Start of LISTED ENTRIES

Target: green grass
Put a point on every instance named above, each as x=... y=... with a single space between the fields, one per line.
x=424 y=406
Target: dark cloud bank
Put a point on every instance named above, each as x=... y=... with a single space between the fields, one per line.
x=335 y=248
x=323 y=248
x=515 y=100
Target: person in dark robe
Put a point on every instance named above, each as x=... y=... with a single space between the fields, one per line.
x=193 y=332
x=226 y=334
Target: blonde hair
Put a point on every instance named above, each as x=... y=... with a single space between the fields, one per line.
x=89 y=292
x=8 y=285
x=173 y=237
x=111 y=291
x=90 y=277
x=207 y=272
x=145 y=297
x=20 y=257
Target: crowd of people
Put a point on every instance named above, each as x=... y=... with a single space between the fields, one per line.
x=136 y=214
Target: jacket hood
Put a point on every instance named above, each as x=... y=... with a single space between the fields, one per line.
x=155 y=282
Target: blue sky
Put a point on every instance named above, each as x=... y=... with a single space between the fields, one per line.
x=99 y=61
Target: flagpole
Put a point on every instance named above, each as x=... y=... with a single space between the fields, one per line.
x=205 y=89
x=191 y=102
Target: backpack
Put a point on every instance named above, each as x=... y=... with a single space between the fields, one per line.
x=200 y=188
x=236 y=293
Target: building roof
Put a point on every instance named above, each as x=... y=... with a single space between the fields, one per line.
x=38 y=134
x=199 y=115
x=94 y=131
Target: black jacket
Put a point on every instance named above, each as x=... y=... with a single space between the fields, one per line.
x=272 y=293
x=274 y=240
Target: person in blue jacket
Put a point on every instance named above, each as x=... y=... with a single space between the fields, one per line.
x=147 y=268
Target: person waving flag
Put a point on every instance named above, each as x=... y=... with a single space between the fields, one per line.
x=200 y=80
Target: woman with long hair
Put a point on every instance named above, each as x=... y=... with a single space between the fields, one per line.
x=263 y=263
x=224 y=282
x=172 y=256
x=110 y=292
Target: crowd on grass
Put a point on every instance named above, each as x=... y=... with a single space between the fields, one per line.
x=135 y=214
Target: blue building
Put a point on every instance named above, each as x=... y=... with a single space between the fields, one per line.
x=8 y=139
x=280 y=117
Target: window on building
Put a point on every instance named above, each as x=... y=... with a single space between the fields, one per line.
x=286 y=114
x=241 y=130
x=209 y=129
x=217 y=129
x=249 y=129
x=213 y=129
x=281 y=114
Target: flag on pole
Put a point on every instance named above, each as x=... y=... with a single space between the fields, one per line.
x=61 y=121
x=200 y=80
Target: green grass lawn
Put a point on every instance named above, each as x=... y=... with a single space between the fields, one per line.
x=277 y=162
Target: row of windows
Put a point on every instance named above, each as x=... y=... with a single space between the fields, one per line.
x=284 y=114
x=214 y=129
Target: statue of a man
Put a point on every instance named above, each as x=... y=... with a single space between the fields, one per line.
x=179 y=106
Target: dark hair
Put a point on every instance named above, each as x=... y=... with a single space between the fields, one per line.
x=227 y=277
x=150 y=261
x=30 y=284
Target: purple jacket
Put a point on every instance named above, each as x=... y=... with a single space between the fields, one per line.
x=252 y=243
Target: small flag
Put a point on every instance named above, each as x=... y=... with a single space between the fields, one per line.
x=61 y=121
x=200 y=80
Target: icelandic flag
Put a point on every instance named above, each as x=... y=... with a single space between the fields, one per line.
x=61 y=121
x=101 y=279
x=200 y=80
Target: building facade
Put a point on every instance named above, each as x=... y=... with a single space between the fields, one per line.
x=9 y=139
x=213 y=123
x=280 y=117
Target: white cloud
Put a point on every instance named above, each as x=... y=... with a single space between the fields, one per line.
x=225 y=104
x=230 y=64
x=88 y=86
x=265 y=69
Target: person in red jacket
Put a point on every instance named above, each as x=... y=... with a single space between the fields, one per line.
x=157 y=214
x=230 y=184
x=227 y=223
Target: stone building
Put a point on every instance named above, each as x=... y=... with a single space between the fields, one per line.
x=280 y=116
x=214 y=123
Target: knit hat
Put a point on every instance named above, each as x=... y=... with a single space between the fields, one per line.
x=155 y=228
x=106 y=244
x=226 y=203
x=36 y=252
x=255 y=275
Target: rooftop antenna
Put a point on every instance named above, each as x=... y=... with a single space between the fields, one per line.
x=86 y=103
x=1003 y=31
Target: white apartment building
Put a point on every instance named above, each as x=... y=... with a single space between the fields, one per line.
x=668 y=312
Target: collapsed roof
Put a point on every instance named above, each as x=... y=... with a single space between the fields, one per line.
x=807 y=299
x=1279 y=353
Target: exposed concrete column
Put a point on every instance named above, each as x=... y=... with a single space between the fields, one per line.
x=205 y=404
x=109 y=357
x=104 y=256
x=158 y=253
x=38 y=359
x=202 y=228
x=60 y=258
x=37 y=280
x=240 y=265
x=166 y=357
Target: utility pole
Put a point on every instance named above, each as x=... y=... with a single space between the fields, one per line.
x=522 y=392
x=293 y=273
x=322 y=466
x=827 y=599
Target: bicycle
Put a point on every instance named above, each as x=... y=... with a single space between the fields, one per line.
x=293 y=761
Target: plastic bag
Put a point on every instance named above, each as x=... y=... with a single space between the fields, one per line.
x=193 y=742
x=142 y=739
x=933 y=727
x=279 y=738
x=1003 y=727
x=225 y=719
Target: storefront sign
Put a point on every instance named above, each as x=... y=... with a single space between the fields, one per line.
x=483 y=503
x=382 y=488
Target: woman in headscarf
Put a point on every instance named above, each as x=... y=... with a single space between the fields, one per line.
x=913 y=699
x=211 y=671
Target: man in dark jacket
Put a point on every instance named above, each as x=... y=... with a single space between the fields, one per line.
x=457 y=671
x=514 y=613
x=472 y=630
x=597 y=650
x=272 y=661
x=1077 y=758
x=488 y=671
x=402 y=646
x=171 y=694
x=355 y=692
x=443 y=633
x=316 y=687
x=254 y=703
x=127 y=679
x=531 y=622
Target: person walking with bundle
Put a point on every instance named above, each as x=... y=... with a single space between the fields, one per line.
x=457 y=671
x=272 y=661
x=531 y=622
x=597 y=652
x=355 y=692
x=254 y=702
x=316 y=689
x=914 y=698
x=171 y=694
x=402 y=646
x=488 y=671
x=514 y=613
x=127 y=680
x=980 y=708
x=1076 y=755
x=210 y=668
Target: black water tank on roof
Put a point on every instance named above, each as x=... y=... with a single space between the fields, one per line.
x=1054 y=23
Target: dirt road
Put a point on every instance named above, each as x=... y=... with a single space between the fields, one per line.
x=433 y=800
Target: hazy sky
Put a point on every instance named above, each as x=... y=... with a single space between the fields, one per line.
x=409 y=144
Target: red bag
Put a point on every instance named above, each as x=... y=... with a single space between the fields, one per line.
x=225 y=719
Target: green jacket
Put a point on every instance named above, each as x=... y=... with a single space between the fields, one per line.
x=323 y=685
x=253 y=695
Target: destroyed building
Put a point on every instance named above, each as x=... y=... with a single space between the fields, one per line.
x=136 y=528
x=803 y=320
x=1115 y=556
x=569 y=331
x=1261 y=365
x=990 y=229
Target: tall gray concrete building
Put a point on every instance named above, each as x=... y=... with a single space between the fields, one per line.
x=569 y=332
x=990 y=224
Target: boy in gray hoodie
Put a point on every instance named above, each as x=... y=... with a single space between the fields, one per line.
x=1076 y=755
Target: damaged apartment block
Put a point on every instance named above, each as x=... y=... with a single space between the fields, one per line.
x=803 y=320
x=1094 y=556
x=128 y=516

End of LISTED ENTRIES

[HOW TO COMPLETE THIS TASK]
Find each line of the data above that holds the word "black", then copy it.

[RESULT]
Target: black jacket
Target: black water tank on roof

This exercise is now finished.